PROBLEM DETAILS: Locate every line in the material below that contains the word "building" and copy each of those lines out in full.

SUPPLIED DATA:
========================================================================

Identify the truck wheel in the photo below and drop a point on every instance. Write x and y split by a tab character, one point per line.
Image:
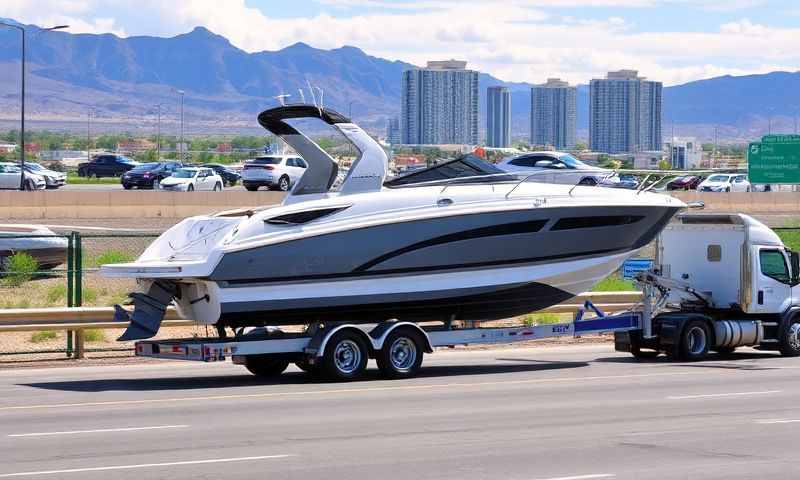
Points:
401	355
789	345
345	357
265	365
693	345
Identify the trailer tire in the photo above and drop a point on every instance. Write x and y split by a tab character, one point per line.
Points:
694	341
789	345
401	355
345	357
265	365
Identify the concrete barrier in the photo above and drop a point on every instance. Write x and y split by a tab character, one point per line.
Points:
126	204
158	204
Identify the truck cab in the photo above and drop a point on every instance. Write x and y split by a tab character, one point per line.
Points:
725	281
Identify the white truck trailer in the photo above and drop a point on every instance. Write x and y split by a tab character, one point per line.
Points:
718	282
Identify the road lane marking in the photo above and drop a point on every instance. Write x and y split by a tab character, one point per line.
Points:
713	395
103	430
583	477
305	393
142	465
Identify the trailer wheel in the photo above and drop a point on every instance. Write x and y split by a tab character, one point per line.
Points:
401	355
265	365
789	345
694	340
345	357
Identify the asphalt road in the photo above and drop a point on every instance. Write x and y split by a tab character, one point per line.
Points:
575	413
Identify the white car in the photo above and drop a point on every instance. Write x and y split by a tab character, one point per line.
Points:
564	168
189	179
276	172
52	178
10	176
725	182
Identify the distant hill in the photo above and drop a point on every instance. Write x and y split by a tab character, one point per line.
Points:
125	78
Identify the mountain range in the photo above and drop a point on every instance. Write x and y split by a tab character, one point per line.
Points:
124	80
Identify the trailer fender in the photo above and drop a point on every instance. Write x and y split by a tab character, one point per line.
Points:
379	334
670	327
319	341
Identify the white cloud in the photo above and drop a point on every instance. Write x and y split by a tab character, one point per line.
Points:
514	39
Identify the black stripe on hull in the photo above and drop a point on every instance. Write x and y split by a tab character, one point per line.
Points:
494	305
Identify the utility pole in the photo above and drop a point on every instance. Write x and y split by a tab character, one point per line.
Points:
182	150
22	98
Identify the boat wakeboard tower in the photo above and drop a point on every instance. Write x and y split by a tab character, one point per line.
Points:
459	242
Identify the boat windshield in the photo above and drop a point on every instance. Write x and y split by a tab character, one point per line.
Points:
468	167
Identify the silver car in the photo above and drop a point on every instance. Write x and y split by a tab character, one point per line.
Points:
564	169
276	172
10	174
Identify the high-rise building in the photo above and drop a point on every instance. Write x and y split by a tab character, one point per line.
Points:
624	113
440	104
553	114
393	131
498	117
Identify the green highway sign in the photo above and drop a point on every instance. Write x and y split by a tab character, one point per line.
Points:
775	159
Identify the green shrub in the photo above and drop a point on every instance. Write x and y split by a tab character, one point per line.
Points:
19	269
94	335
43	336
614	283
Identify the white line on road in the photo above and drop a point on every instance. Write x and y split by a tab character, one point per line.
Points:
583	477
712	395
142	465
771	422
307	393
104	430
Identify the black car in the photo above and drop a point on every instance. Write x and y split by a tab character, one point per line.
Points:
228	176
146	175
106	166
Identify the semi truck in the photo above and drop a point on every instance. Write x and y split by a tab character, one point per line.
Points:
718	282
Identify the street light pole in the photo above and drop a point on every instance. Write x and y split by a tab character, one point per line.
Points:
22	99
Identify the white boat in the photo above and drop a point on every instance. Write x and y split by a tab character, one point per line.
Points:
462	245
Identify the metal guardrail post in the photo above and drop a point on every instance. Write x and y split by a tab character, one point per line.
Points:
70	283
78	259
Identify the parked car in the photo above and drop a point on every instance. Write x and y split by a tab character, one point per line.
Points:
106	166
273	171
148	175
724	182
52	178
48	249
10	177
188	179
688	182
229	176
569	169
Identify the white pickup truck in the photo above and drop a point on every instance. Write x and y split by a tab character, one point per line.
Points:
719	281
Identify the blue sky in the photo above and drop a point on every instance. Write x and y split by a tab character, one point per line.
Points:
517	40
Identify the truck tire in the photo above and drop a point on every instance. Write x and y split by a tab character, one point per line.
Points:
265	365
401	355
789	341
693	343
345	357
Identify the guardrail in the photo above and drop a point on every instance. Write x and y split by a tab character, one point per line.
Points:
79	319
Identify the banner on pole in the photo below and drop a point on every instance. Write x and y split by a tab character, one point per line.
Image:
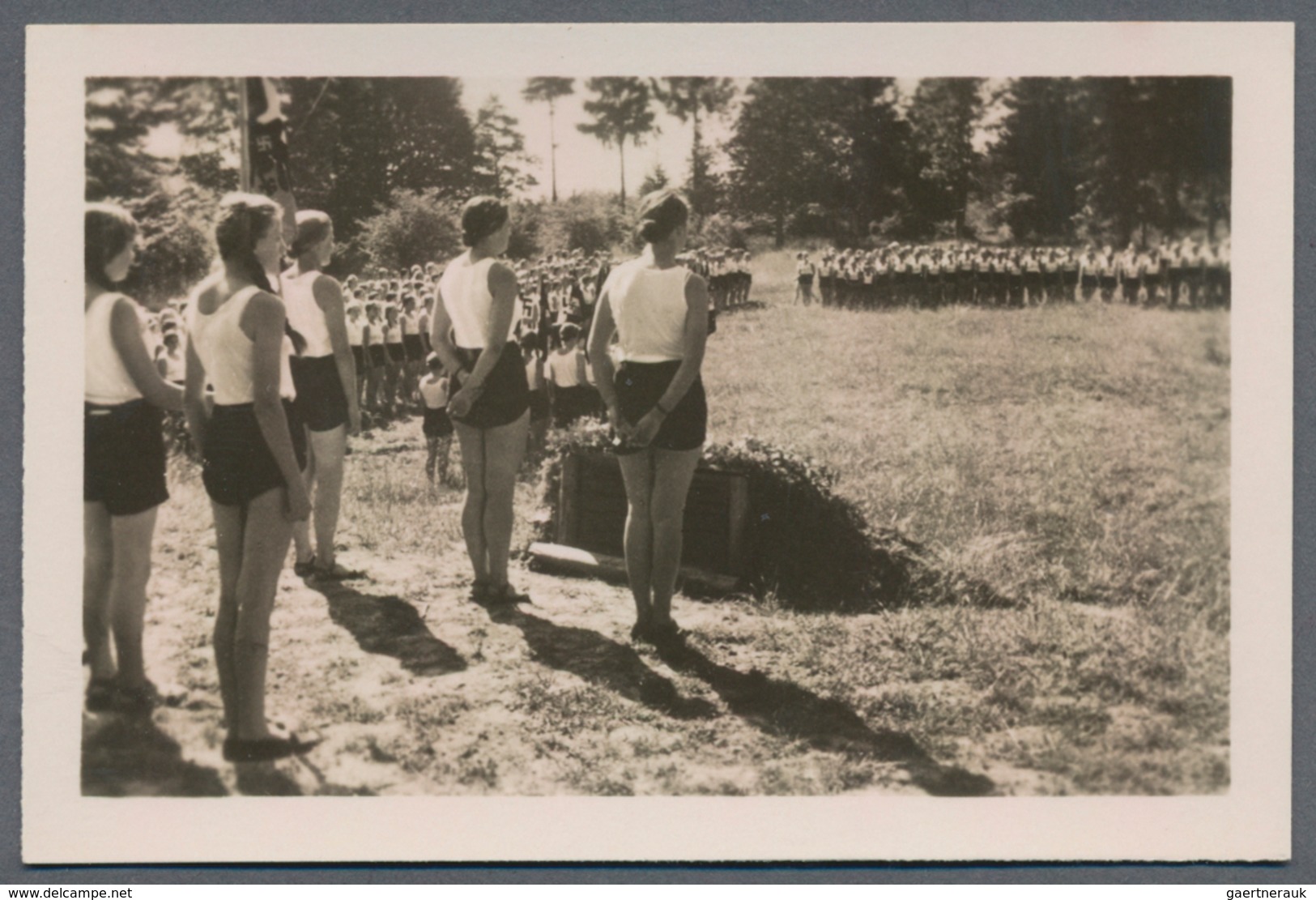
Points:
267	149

========================================================================

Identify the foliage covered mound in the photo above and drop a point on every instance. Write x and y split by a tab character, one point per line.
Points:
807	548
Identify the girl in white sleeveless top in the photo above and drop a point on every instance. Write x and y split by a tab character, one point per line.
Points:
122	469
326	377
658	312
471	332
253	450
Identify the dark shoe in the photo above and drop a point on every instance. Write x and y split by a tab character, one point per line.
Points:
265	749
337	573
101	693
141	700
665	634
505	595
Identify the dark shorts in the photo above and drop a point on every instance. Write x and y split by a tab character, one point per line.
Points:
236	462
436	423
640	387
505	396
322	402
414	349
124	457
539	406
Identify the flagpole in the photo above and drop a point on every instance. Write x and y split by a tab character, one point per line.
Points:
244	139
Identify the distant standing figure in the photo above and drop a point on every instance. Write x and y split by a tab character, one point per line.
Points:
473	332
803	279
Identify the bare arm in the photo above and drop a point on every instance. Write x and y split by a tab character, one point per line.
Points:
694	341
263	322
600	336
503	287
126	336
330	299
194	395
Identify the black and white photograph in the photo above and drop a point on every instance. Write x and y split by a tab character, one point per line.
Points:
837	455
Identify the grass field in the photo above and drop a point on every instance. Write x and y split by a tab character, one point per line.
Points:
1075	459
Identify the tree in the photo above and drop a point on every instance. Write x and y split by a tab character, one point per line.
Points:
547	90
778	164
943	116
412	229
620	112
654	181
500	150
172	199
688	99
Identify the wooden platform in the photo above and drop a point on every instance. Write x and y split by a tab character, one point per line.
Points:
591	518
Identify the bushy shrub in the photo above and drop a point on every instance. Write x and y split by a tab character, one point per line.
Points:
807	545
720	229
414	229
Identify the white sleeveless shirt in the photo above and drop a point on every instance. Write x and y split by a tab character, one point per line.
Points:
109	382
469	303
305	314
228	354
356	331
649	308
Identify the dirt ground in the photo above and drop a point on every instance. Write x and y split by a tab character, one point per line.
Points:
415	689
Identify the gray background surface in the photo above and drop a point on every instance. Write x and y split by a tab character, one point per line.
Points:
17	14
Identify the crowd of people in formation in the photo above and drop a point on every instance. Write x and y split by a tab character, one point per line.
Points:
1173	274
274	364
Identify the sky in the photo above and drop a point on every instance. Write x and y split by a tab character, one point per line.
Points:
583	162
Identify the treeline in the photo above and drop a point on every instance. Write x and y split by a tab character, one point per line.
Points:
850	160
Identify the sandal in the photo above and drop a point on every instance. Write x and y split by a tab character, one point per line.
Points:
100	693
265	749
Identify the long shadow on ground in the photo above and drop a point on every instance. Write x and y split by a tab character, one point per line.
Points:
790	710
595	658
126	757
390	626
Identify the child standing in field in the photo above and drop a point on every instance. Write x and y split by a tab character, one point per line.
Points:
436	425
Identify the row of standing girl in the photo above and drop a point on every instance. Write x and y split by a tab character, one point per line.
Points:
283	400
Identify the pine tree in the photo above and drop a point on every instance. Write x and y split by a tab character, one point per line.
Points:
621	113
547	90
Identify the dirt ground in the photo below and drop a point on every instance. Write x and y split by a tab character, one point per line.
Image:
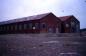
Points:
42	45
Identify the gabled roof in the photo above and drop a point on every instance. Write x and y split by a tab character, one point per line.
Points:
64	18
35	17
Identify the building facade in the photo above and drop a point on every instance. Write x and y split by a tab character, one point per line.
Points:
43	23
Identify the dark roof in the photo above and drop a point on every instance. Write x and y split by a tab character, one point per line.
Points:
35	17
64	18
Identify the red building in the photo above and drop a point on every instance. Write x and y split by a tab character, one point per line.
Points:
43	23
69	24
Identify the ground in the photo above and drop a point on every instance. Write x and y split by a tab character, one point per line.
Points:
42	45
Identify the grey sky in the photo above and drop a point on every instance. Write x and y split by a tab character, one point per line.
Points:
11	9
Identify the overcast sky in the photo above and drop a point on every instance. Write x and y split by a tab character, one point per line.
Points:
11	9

========================================================================

SOLUTION:
Identify the high-rise building in the photo above and drop a point on every instance. Write x and y split by a tab character, one point per line.
Identify the building facade in the photo above and drop a point on every instance. Write x and y split by a tab character, one point per line.
Identify the red building in the photo above and drop a point on every instance. Write x and y split by a tab character, one point per line.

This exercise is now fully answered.